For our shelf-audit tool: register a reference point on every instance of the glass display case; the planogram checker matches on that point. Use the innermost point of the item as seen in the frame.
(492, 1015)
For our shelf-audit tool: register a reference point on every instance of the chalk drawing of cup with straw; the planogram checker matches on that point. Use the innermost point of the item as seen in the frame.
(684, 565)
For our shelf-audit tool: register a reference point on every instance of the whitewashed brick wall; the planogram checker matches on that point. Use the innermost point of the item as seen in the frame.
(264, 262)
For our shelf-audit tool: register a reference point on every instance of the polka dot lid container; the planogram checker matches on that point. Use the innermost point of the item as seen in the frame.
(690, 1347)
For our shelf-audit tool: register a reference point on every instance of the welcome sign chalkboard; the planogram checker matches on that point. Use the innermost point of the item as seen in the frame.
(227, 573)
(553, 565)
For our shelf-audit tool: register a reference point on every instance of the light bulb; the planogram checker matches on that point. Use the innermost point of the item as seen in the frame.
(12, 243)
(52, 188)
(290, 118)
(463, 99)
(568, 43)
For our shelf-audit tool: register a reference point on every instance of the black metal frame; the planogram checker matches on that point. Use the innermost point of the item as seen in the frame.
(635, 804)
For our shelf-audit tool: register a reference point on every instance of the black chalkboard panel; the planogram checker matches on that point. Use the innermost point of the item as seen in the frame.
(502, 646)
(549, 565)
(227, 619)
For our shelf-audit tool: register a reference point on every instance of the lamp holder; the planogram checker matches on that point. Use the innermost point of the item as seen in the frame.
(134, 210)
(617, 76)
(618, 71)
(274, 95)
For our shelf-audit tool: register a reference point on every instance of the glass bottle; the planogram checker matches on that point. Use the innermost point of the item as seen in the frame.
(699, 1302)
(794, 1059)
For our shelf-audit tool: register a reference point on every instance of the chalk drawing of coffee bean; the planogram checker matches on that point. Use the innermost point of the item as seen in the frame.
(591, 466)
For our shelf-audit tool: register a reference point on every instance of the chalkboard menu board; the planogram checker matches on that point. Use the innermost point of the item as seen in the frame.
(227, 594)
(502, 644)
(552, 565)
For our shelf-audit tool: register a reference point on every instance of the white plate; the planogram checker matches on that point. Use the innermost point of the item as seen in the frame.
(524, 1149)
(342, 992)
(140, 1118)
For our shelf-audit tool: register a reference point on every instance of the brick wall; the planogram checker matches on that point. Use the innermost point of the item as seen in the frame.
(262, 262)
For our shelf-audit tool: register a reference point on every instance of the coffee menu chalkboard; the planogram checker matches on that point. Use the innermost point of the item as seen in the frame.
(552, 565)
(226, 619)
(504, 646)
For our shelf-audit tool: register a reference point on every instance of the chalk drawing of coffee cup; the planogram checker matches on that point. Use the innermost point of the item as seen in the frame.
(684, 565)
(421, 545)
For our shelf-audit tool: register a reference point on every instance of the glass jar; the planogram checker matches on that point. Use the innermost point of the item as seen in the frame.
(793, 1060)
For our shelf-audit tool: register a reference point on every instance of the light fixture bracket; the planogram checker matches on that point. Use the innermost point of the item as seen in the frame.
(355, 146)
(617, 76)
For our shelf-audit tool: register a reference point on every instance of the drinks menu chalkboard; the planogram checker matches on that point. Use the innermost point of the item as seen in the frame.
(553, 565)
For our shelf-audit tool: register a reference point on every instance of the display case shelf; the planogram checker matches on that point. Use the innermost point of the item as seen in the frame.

> [TASK TO COMPLETE]:
Rewrite all of the entries above, replacing "reference point" with "anchor point" everywhere and leaving everything else unchanged.

> [EXPECTED OUTPUT]:
For our shelf-audit tool: register a anchor point on every instance of the glass display case; the planogram checker matches on that point. Use the innermost point of the item as seen in the frame.
(492, 1015)
For our shelf-audit tool: register a anchor point on every instance of the chalk drawing of cup with straw; the planogram checker matches on that point. Use the innermost point of the item as seen in the frame.
(684, 565)
For our shelf-audit tool: register a anchor point on every instance of the whitewashed brick wall; the planogram checker matches on that point. Use the innermost point of the item as seen in the frame.
(264, 262)
For our shelf-audit tool: register a anchor point on every instance of the polka dot lid container; the planogram checker matches on that point. Use the innermost point of the item as seen in the frame.
(690, 1347)
For our shelf-audit tool: register a anchor point on every instance of the welcome sign chalkboard; the planogram checker matches on that point. Use the innermost point of the item as seen in the frame.
(227, 573)
(553, 565)
For our shelf-audit tool: register a anchor point on every instance of the light bulb; the planogram checker matches on that point. Use the innermost point of the item as seen in the frame.
(12, 243)
(52, 188)
(290, 118)
(463, 99)
(568, 43)
For our shelf-audit tool: register a anchor point on every instance of the black metal frame; the planogram checker matches on that point. Use the innermost point of the item as seen in the frame.
(635, 804)
For our shelf-audit tool: register a anchor point on every instance of the black chalkboard panel; the planogram checker matches on that point. Use the innermost point of the item as seen in the frame.
(502, 646)
(549, 565)
(227, 619)
For our shelf-audit tool: register a anchor point on every instance of the lamp holder; the planogram checker matches on that point. Use the innermost point of the item as seen in the frame.
(134, 210)
(617, 76)
(618, 71)
(274, 95)
For our shelf-audit tool: register a anchor point on every instance of the glass bottle; the planogram checker matches on that point. Use the innermost point of the item as seen in the frame.
(699, 1302)
(794, 1059)
For our shelf-audit tool: register a anchor point on every instance of the chalk drawing of coffee bean; the planogram checker matches on that point. Use the innermost point of the item as seen in the frame.
(591, 466)
For our shelf-audit tool: register a anchor point on every instance of the chalkboard menu board; the planogram checker matches on that point. Use the innermost point of the item as seen in the frame.
(227, 594)
(502, 644)
(552, 565)
For our shelf-audit tool: register a anchor point on every instance of the white plate; the planogram checker matches on that point. Use the innermost point of the item as seen in the frame.
(524, 1149)
(342, 992)
(140, 1118)
For our shelf-audit tool: register a anchor point on every instance of the brick wall; the planogram checker matches on that point. Use the innermost point of the item as seen in the frame.
(262, 262)
For our shelf-audit tool: register a anchor point on every instance of the coffee menu chalkboard; the planogram checker matches on that point. Use the innermost point of the item as seen in the frame.
(552, 565)
(226, 619)
(504, 646)
For our shelf-audit tool: register a anchor point on every instance of the chalk drawing of coffee cup; the planogram checker matches on that point. Use the innermost point of the item as seen in the frame.
(684, 565)
(421, 545)
For our shelf-audit tool: register a anchor point on every instance of the glass jar; the planogram checker matches on that point. Use the innermost point of the item as seen in the frame.
(793, 1060)
For our shelf-audit tool: register a anchor point on every instance of the light fixture bracket; the planogram checker matches on that point. Use the innermost point of the item as seen in the frame.
(355, 146)
(617, 76)
For our shelf-audit tool: register a anchor point on every instance of the drinks menu chalkboard; the planogram checker matches on that point. Use the innermost point of the item as seen in the frame.
(553, 565)
For our shelf-audit tool: register a anchor point on every instance of the display case shelf; the planogram checker matches on that point. Use the innermost point of the item as seen in the frame.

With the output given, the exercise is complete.